# YOUR GOAL:
Can you copy the data below line for line, without changing anything?

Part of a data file
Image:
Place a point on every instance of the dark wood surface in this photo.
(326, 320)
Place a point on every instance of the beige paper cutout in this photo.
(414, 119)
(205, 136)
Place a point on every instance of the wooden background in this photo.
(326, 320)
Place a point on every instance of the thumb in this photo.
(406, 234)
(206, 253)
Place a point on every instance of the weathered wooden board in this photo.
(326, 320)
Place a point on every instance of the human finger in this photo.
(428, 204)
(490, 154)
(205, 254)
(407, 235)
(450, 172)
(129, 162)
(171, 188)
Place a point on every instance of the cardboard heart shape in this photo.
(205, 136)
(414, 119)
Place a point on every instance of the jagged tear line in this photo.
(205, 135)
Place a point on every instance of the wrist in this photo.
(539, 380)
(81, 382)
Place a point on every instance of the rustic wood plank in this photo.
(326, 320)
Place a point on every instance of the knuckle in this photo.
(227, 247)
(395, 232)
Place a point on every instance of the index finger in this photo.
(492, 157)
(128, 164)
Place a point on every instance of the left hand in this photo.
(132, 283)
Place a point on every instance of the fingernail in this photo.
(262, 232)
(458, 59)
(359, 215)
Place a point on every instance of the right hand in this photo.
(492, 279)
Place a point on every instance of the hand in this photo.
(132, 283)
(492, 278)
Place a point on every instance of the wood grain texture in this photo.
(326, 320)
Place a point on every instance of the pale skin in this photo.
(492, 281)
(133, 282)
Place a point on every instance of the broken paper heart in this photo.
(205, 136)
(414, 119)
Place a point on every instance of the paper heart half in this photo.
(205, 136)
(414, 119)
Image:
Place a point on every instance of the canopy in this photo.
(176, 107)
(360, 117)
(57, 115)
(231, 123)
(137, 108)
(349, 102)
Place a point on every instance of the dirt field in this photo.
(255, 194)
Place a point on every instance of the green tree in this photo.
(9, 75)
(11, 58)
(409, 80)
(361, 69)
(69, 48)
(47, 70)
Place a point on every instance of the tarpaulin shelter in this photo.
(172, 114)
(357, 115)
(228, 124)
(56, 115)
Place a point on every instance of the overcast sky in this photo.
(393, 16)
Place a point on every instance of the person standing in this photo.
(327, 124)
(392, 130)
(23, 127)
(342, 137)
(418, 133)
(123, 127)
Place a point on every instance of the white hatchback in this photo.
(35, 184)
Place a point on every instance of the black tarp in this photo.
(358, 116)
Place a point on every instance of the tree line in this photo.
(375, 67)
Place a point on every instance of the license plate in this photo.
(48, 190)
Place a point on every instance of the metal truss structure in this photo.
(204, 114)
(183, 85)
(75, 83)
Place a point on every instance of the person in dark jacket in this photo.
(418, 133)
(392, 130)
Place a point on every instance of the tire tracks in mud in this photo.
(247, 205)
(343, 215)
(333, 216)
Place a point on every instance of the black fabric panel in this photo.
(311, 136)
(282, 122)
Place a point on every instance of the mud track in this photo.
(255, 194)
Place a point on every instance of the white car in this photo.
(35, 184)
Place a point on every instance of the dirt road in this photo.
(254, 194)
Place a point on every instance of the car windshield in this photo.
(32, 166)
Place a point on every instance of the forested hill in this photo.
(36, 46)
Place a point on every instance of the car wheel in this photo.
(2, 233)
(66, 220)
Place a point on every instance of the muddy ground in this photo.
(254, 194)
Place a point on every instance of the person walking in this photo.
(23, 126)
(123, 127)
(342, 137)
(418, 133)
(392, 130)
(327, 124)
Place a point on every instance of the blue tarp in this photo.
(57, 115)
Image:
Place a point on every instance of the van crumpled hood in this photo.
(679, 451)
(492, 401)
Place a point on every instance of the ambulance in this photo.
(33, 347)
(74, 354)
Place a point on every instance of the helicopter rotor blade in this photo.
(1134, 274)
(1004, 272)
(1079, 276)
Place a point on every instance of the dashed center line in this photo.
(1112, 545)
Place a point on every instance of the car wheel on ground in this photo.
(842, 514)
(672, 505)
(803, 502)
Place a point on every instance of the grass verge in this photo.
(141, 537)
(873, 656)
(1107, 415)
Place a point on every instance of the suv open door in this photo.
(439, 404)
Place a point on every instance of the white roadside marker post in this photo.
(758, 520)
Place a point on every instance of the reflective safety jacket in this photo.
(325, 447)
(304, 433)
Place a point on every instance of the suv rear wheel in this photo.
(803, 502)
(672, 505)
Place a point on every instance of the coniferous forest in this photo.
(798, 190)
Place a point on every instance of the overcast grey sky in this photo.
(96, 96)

# REPLY TO THE EXERCISE:
Image:
Place a point on every instance of the dark wood surface in this photo.
(326, 320)
Place a point on every instance of the beige paper cutout in this photo.
(414, 119)
(205, 136)
Place a point on every instance of the wooden background in this photo.
(326, 320)
Place a point on every instance of the thumb in this photo.
(406, 234)
(206, 253)
Place a point on every instance of the weathered wooden board in this photo.
(326, 320)
Place a point on every instance of the human finger in this photo.
(428, 204)
(490, 154)
(205, 254)
(407, 235)
(450, 172)
(129, 162)
(171, 188)
Place a point on every instance of the cardboard heart shape in this photo.
(205, 136)
(414, 119)
Place a point on every instance of the jagged tear line in this photo.
(205, 135)
Place a point on every instance of the wrist in this photo.
(539, 380)
(81, 382)
Place a point on every instance of the rustic wood plank in this photo.
(326, 320)
Place a point on every instance of the knuckle in this photo.
(227, 247)
(395, 232)
Place a point on every instance of the index finger in this photo.
(492, 157)
(128, 164)
Place a point on every instance of the left hand in this photo.
(132, 283)
Place a point on every instance of the fingernail in this photo.
(262, 232)
(458, 59)
(359, 215)
Place a point on every instance of the right hand in this photo.
(492, 279)
Place a point on every instance of the hand in this photo.
(132, 283)
(492, 278)
Place a point on every instance of the wood grain texture in this photo.
(326, 320)
Place a point on every instance of the pale skin in this photo.
(492, 281)
(133, 282)
Place a point on every instance of the broken paper heart in this photo.
(205, 136)
(414, 119)
Place a point on every instance of the paper heart half in this photo.
(205, 136)
(414, 119)
Image:
Place a point on every instance of the canopy in this photo.
(176, 107)
(360, 117)
(57, 115)
(231, 123)
(137, 108)
(349, 102)
Place a point on every instance of the dirt field in this photo.
(255, 194)
Place a point on every instance of the green tree in this photo.
(9, 75)
(11, 58)
(409, 80)
(361, 69)
(69, 48)
(47, 70)
Place a point on every instance of the tarpaulin shelter in this photo.
(172, 114)
(357, 115)
(228, 124)
(56, 115)
Place a point on every instance of the overcast sky in this photo.
(393, 16)
Place a point on every instance of the person standing in this photo.
(327, 124)
(392, 130)
(23, 127)
(342, 137)
(418, 133)
(123, 127)
Place a point on every instance of the white hatchback in this photo.
(35, 184)
Place a point on every instance of the black tarp in this photo.
(358, 116)
Place a point on every instance of the tree line in this photo.
(375, 67)
Place a point on every instance of the license plate in this photo.
(48, 190)
Place a point on every instance of the metal truss structure in this photo.
(204, 114)
(183, 85)
(75, 83)
Place a point on every instance of the person in dark jacket in this photo.
(418, 133)
(392, 130)
Place a point on every instance of the tire tracks in mud in this photo.
(247, 205)
(343, 215)
(333, 216)
Place a point on every instance of the black fabric panel in this photo.
(311, 136)
(282, 122)
Place a point on every instance of the mud track in this photo.
(255, 194)
Place a point on every instance of the white car in this photo.
(35, 184)
Place a point on every instance of the dirt road in this photo.
(254, 194)
Place a point on every instance of the car windshield in this photo.
(32, 166)
Place a point on every instance of the forested hill in this photo.
(36, 46)
Place a point on every instance of the car wheel in this photo.
(2, 233)
(66, 220)
Place a point on every instance of the muddy ground in this photo.
(254, 194)
Place a point on every instance of the person walking in this photo.
(23, 126)
(123, 127)
(342, 137)
(418, 133)
(392, 130)
(327, 124)
Place a point on every instance of the blue tarp in this photo.
(57, 115)
Image:
Place a point on every instance of the van crumpled hood in this photo.
(679, 451)
(492, 401)
Place a point on every instance of the ambulance in this photo.
(33, 347)
(74, 354)
Place a point on every instance of the helicopter rotor blade in this photo.
(1134, 274)
(1004, 272)
(1079, 276)
Place a point on every instance of the dashed center line in this photo.
(1112, 545)
Place a point on every instance of the car wheel on ground in this photo.
(842, 514)
(672, 505)
(803, 502)
Place a point on every instance of the grass verge in this photo.
(141, 537)
(873, 656)
(1107, 415)
Place a point on every instance of the suv open door in this photo.
(439, 404)
Place a point on every instance of the white roadside marker post in this photo.
(758, 520)
Place a point on every instance of the reflective safety jacket in this photo.
(325, 447)
(304, 433)
Place a point on every instance of the suv rear wheel in this photo.
(803, 502)
(672, 505)
Place a point on every instance of the coniferous forest in this photo.
(798, 190)
Place a point on every instance of the overcast grey sky in this photo.
(96, 96)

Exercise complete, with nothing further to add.